===== Working data
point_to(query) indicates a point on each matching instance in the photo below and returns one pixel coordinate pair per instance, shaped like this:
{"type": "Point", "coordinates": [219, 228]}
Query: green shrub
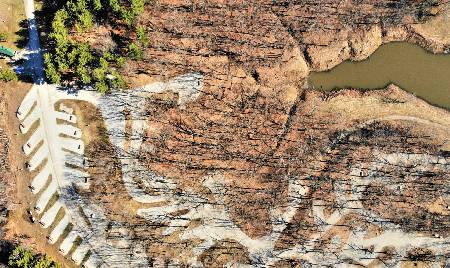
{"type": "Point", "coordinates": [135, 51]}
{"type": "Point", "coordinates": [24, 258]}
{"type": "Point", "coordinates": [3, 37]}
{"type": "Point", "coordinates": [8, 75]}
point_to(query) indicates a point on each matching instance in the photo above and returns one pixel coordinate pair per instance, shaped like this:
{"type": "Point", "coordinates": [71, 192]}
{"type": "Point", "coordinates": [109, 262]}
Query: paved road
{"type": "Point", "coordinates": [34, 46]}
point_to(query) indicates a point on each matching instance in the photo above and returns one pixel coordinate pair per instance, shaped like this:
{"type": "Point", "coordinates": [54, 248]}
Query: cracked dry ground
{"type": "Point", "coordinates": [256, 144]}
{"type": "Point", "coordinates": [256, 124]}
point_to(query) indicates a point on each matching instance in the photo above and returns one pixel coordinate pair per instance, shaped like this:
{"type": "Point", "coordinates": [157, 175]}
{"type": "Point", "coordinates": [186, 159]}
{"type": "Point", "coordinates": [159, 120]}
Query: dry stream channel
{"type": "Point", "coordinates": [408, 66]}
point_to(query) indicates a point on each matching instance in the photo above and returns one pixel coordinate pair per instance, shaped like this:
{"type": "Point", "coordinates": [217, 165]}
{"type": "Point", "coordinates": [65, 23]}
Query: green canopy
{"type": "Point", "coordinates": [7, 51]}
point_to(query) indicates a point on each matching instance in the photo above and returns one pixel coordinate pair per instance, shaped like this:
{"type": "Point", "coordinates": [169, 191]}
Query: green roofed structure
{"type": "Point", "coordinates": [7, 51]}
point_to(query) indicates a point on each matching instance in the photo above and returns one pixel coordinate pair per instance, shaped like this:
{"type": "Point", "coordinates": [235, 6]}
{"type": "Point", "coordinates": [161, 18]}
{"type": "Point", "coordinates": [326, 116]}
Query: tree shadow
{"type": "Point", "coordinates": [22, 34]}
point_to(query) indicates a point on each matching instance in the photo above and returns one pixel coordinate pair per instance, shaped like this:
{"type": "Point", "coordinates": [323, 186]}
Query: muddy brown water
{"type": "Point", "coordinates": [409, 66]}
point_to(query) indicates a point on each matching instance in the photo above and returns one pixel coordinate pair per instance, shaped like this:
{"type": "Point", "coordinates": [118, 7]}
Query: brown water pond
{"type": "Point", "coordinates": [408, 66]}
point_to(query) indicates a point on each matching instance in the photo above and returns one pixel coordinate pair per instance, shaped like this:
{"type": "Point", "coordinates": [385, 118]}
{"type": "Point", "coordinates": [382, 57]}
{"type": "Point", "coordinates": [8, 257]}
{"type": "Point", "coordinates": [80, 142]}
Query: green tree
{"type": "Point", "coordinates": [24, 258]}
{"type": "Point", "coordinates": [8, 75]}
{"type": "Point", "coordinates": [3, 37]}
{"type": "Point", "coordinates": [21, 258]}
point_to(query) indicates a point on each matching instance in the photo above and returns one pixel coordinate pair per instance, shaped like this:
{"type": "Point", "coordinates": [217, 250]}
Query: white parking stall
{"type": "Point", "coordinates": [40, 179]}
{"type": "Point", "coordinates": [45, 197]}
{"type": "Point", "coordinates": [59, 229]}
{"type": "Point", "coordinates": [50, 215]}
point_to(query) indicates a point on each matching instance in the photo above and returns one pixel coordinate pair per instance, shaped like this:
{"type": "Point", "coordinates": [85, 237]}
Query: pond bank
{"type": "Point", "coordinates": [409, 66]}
==========
◆ The task
Transcribe every record above exactly, leaving out the pictures.

◆ The completed task
point_to(query) indicates a point on each matching instance in the photo below and returns one pixel coordinate pair per instance, shaped like this:
{"type": "Point", "coordinates": [219, 228]}
Query: green shrub
{"type": "Point", "coordinates": [135, 51]}
{"type": "Point", "coordinates": [24, 258]}
{"type": "Point", "coordinates": [3, 37]}
{"type": "Point", "coordinates": [8, 75]}
point_to(query) indicates a point on each matching instance in the photo above and returns one pixel coordinate pair per instance, shaped like this:
{"type": "Point", "coordinates": [71, 192]}
{"type": "Point", "coordinates": [109, 262]}
Query: paved road
{"type": "Point", "coordinates": [34, 46]}
point_to(query) indicates a point on each matching instance in the photo above and returns one pixel coordinate pair per instance, shaped like this:
{"type": "Point", "coordinates": [54, 248]}
Query: cracked dry ground
{"type": "Point", "coordinates": [256, 144]}
{"type": "Point", "coordinates": [256, 124]}
point_to(query) indicates a point on each matching instance in the photo above and returns one pixel coordinate pair per instance, shaped like this:
{"type": "Point", "coordinates": [157, 175]}
{"type": "Point", "coordinates": [186, 159]}
{"type": "Point", "coordinates": [159, 120]}
Query: dry stream channel
{"type": "Point", "coordinates": [408, 66]}
point_to(query) indicates a point on each matching instance in the photo above and returns one pixel coordinate pair per instance, shaped like this:
{"type": "Point", "coordinates": [217, 165]}
{"type": "Point", "coordinates": [65, 23]}
Query: green canopy
{"type": "Point", "coordinates": [7, 51]}
point_to(query) indicates a point on each matching instance in the photo above and returns one pixel coordinate pair per instance, shaped like this:
{"type": "Point", "coordinates": [169, 191]}
Query: green roofed structure
{"type": "Point", "coordinates": [7, 51]}
point_to(query) indicates a point on each matching instance in the photo above and returns one pixel coordinate pair per instance, shaped like this:
{"type": "Point", "coordinates": [235, 6]}
{"type": "Point", "coordinates": [161, 18]}
{"type": "Point", "coordinates": [326, 116]}
Query: tree shadow
{"type": "Point", "coordinates": [22, 34]}
point_to(query) indicates a point on each matching instance in the photo above and returns one pixel coordinate pair per instance, shaped like this:
{"type": "Point", "coordinates": [323, 186]}
Query: muddy brown water
{"type": "Point", "coordinates": [409, 66]}
point_to(query) indicates a point on each matching instance in the photo above and returns one pixel coordinate pair per instance, shaped like this:
{"type": "Point", "coordinates": [118, 7]}
Query: brown water pond
{"type": "Point", "coordinates": [408, 66]}
point_to(query) indicates a point on each matching instance in the photo above and returns one pixel coordinate pair per instance, shaped like this:
{"type": "Point", "coordinates": [385, 118]}
{"type": "Point", "coordinates": [382, 57]}
{"type": "Point", "coordinates": [8, 257]}
{"type": "Point", "coordinates": [80, 142]}
Query: green tree
{"type": "Point", "coordinates": [24, 258]}
{"type": "Point", "coordinates": [8, 75]}
{"type": "Point", "coordinates": [3, 37]}
{"type": "Point", "coordinates": [21, 258]}
point_to(query) indicates a point on each matching instance in the photo above and returns one pixel coordinate pair per instance, shaped like this:
{"type": "Point", "coordinates": [217, 250]}
Query: white parking stall
{"type": "Point", "coordinates": [40, 179]}
{"type": "Point", "coordinates": [45, 197]}
{"type": "Point", "coordinates": [59, 229]}
{"type": "Point", "coordinates": [50, 215]}
point_to(query) indicates a point on each matching instance in the photo above and returns one pixel coordinate pair per instance, shaped like this:
{"type": "Point", "coordinates": [85, 237]}
Query: pond bank
{"type": "Point", "coordinates": [409, 66]}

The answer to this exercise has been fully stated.